> _Excerpted passage_:
The primary reason for the separate string type is to interop better with the various backends. The default C backend appends an extra null termination to ease C compatibility.
Yeah I think I looked into it and read something like that, I guess when your primary goal is interoperability with already built systems you've got to make trade offs like that and they'll show through in the experience, but it doesn't change the fact that nim feels a little incoherent when you're trying to learn it.
It's fine though, I like nim a lot and the value in the language significantly outweighs the downsides to learning those little quirks.
> import bioseq # my library, has k-mer iterator and FASTA parsing
I'm not a developer, but isn't that a bit unfair ? If one is going to rewrite all libs instead of just importing them from python, one is trading convenience for speed.
That said it's also mentioned that nim is compatible with python, does that mean it can import python libraries directly ?
It does seem like a bit of an unfair comparison. That being said, I am not aware of any k-mer python packages that have great performance. If k-mer counting performance was really important, I'd probably start to think about reaching for one of the more performant counters, such as KMC.
The real benefit of python in bioinformatics is the number of libraries available that let you interact with a bunch of software, perhaps do some light analysis, maybe make some pretty plots. And if you want to do some more intensive "useful" analysis, then all the ML packages, numpy, polars etc are quite hard to dismiss.
> so it’s usually not worth spending a ton of time optimizing single-threaded performance for a single experiment when I can just perform a big MapReduce.
Is this the scientific version of "rich people problems"?

> _Available data_:

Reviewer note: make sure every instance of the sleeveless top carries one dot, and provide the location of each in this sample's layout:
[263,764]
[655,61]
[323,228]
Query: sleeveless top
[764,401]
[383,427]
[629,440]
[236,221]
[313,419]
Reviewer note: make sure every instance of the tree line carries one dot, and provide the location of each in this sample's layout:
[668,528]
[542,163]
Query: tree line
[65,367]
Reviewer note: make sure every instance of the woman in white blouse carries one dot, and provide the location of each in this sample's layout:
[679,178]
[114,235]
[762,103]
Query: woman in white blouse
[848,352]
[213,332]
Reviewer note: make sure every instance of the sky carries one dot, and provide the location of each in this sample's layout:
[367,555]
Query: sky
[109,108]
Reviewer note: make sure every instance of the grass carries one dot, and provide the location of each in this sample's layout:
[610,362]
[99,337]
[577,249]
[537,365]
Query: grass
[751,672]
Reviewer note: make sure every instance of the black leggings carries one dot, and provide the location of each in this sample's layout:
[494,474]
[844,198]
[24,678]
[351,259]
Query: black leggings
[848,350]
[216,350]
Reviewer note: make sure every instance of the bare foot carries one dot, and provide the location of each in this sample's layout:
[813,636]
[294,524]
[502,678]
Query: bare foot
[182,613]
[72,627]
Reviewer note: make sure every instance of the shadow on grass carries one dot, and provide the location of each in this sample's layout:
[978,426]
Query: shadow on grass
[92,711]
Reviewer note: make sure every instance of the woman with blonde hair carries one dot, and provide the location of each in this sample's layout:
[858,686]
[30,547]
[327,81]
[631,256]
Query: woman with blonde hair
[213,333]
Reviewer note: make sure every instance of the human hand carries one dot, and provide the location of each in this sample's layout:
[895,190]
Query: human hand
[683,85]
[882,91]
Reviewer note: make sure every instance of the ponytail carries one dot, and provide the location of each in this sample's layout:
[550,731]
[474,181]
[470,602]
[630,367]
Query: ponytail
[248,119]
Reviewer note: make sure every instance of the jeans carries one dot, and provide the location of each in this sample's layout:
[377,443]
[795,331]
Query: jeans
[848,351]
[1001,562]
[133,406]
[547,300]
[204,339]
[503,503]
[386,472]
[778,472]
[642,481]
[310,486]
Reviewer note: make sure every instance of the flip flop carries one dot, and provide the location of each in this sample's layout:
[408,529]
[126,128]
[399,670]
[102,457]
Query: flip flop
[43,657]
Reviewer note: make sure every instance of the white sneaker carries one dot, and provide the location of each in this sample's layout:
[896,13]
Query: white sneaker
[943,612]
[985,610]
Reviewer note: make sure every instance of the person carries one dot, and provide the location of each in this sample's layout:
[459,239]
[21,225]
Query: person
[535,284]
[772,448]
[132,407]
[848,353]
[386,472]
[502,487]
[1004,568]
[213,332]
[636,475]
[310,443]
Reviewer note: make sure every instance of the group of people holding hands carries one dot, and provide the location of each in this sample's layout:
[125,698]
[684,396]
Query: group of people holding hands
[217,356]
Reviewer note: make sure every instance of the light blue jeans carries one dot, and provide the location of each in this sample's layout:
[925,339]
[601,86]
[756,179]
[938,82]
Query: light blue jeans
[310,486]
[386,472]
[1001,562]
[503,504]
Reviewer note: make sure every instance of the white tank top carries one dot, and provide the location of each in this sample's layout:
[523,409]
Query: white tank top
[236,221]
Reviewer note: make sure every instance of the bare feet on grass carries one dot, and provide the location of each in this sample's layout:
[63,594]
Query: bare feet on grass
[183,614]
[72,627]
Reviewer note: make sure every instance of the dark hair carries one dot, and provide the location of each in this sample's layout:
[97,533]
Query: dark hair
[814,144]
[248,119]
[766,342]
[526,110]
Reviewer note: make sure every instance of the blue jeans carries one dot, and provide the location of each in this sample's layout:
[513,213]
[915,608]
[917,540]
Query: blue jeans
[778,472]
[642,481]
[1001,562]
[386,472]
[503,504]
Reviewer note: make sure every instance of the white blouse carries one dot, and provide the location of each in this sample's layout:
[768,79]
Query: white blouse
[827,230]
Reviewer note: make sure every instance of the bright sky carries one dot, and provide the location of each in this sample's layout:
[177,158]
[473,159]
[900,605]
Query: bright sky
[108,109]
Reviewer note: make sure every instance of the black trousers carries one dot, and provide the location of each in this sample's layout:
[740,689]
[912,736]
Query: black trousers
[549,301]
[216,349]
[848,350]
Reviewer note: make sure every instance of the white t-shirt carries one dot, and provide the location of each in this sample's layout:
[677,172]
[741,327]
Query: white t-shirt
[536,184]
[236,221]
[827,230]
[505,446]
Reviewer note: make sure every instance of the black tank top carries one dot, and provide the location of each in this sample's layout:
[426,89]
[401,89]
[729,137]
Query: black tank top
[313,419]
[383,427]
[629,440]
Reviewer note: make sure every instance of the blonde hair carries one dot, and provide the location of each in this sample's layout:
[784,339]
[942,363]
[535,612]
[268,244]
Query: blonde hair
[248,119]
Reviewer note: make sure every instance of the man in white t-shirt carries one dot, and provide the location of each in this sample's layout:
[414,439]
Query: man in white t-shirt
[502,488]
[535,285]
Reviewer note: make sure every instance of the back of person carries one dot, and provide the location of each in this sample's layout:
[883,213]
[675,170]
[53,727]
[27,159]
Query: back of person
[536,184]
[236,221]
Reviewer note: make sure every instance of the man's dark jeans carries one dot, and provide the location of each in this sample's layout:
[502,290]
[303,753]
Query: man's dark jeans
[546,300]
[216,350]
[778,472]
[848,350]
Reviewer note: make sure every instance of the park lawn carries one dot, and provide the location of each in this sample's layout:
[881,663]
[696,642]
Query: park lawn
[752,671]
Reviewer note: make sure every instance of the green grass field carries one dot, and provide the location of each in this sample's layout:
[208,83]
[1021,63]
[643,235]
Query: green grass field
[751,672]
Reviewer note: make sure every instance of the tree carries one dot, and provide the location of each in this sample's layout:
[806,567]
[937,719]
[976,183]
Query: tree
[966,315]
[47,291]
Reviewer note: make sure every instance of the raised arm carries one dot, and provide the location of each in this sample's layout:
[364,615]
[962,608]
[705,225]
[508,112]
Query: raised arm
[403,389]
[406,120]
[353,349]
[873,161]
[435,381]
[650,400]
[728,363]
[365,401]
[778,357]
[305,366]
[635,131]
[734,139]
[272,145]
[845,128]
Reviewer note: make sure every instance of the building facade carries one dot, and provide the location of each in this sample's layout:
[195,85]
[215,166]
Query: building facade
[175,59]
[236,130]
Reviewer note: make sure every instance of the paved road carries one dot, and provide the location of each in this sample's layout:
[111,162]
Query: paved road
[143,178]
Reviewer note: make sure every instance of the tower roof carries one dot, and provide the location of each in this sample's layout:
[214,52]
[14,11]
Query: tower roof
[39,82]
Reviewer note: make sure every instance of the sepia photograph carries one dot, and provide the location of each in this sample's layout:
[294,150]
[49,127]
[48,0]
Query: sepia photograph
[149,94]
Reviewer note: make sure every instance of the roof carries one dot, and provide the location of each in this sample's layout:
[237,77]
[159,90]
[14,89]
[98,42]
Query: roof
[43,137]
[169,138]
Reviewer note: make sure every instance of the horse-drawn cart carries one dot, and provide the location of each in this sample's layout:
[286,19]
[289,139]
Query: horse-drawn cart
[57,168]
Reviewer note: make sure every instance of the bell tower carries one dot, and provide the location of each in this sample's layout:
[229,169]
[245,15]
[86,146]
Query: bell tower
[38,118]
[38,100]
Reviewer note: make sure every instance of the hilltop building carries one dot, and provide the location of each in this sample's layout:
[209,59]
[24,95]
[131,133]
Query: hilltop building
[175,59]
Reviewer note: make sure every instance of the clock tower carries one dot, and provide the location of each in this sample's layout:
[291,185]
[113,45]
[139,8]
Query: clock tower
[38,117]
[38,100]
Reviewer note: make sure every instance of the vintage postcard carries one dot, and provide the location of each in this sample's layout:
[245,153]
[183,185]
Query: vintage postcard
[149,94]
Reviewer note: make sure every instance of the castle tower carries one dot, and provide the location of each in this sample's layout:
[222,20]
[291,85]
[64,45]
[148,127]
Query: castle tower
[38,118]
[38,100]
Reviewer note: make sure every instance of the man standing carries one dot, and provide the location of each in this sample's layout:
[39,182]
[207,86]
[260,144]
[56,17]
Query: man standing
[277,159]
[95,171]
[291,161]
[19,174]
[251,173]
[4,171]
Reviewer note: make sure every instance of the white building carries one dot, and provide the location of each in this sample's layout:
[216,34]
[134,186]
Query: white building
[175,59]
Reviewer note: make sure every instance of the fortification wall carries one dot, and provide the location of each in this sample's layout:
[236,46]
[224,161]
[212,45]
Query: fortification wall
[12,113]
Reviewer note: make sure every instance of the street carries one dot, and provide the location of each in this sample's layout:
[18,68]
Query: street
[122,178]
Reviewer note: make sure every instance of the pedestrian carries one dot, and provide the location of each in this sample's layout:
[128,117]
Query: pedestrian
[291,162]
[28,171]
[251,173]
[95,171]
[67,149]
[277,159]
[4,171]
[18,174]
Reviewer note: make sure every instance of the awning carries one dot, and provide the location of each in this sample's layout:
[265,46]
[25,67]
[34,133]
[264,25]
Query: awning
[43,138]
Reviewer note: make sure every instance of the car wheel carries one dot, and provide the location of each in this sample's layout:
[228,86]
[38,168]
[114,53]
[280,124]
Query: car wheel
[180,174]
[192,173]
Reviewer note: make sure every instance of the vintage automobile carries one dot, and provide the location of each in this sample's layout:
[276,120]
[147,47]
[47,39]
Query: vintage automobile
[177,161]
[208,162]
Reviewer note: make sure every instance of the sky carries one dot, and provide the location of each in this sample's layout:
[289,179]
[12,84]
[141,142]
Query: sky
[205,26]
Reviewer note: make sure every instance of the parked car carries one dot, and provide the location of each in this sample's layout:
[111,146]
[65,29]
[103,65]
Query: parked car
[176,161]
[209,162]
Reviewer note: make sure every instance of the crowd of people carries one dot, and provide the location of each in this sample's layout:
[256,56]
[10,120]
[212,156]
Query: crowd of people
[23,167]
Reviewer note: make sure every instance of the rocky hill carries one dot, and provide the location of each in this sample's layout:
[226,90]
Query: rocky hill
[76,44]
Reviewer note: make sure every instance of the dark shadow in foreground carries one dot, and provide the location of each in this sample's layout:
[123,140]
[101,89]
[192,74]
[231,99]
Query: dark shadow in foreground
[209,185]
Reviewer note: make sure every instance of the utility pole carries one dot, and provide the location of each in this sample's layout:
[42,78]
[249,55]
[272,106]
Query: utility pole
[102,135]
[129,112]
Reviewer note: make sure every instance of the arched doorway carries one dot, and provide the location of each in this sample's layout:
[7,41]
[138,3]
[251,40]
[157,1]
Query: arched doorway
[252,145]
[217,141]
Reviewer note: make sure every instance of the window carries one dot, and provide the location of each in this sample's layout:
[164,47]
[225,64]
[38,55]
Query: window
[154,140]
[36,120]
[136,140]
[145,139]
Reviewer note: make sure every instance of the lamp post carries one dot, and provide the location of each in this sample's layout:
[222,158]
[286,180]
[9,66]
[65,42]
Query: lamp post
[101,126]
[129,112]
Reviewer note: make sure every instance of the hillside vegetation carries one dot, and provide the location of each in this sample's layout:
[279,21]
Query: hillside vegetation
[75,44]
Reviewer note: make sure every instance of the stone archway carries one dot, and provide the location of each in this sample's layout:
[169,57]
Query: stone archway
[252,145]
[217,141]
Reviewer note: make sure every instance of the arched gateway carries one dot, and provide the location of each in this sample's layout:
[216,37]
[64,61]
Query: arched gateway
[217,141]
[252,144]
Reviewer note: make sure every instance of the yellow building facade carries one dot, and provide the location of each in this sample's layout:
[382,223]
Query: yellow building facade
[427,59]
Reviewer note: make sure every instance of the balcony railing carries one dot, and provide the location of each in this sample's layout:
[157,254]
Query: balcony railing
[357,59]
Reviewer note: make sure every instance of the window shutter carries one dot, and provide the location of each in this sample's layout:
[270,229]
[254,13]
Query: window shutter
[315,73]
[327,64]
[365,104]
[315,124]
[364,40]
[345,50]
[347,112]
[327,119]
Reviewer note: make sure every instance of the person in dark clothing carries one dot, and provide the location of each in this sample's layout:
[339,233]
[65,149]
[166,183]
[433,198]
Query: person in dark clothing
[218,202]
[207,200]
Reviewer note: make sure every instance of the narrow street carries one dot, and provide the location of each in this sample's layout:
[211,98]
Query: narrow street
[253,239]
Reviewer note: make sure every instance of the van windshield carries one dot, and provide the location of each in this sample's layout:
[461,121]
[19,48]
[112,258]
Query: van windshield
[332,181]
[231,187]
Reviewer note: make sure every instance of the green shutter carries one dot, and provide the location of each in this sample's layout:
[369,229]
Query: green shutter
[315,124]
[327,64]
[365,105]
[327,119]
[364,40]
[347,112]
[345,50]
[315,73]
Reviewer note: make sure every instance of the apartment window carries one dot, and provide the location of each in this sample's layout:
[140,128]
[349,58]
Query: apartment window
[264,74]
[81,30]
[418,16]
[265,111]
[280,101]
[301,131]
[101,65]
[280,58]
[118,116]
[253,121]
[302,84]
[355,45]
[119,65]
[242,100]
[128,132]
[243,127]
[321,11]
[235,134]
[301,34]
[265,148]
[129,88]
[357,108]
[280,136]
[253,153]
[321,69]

> _How to complete this task_: Continue the discussion of Nim and Python for bioinformatics from its last comment, ignoring the data.

> _Written response_:
But I have a problem with talking real life application and using that to claim
> it will be impossible for pure Python to beat pure Nim at raw performance
Because it maybe be true. I didn't try it but there are many things that can be optimized in the python code example but away from that. In real life application in scientific computing I don't think anyone wouldn't use numpy to deal with that which will make things much better. Also the power of python in data analysis and scientific computing is the ecosystem and community. This will be very hard to beat. And there are more mature alternatives like Julia.
Edit: The author code for reading the data reading is creating a new file object for each iteration. I would guess that in nim this would be a similar problem but I am not sure how it actually work or if has the same effect. But anyway you don't do this in real life application with python. Also it would be nice to use a list comprehension to count the occurrences of 'C' and 'G' in each line.
>> so it’s usually not worth spending a ton of time optimizing single-threaded performance for a single experiment when I can just perform a big MapReduce.
Is this the scientific version of "rich people problems"?
> Is this the scientific version of "rich people problems"?
Author here. Yes, most certainly. In fact, it was one of the things that drew me towards the NIH for my PhD. My overall point in the post was to show that a somewhat naive Python implementation and a much faster Nim version have a small Levenshtein distance. For many people in bioinformatics who don't have a background in software engineering (that would be a significant fraction, if not a majority of them), this could be a huge boon. Combined with the fact that most bioinformatics researchers don't have the privilege of the world's largest biomedical HPC cluster at their disposal, I still think Nim would be great drop-in replacement for quick single-threaded line-oriented string processing. For numerical stuff, probably not.
However, I am mostly writing in Rust these days for longer term projects that require threading and good ecosystem support. Perhaps I'll write a follow-up retrospective on Rust versus Nim in this area.
> > so it’s usually not worth spending a ton of time optimizing single-threaded performance for a single experiment when I can just perform a big MapReduce.
> Is this the scientific version of "rich people problems"?
It's more like
programming to solve many people's recurring problem and selling that as a product
vs.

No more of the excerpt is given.